Activity: Each line of the data that includes "ripple" must be copied.

== Segment start ==

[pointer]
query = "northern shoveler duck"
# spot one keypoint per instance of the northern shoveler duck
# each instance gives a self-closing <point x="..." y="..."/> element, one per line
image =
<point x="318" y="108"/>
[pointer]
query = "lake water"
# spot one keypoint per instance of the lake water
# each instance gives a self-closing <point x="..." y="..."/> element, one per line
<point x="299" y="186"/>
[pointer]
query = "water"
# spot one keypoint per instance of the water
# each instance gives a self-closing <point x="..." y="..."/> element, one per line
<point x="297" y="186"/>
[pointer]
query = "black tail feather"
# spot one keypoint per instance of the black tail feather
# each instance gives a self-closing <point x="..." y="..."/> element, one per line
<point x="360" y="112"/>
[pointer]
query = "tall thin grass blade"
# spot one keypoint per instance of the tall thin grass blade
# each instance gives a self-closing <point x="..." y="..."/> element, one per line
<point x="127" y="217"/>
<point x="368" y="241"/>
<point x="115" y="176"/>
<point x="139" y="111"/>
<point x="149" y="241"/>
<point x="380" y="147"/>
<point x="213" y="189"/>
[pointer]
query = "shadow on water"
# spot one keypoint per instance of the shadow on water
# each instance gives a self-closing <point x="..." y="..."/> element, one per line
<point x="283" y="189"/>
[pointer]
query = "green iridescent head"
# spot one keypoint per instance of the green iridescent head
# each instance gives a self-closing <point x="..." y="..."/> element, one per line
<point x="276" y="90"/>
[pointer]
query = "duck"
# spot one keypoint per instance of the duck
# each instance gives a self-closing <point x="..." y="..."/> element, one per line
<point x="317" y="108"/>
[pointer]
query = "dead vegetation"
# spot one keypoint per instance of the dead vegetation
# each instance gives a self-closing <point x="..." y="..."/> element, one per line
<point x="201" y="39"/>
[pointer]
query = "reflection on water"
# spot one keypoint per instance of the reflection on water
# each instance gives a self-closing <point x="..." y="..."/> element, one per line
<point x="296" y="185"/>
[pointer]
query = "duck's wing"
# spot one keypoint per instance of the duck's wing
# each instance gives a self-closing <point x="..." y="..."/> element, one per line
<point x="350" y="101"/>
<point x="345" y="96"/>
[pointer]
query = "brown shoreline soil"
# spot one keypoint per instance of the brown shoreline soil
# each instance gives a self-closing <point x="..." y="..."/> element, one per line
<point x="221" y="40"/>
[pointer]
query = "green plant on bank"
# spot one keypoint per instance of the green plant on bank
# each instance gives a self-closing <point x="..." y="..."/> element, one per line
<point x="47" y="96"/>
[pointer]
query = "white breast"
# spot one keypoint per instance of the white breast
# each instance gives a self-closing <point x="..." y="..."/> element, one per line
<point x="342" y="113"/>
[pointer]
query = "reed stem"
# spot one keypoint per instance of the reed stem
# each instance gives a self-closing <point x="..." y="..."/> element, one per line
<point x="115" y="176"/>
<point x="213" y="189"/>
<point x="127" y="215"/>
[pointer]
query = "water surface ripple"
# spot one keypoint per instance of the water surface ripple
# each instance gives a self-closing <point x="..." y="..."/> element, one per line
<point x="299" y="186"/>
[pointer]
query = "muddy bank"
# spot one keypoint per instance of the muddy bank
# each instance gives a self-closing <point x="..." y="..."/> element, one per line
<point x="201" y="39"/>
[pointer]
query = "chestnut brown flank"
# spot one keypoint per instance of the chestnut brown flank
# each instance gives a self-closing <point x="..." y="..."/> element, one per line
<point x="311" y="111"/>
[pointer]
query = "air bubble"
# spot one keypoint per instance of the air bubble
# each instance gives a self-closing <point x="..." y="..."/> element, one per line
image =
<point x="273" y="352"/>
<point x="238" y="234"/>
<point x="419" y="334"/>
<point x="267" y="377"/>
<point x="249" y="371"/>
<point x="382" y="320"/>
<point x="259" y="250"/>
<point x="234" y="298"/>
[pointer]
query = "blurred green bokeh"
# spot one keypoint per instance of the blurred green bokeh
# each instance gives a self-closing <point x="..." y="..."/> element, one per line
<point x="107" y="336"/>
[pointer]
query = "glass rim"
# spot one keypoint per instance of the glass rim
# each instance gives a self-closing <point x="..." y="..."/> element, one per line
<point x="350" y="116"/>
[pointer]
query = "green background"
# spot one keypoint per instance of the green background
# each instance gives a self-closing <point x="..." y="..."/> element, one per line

== Segment end ==

Response:
query = "water surface ripple"
# spot one keypoint per instance of the water surface ripple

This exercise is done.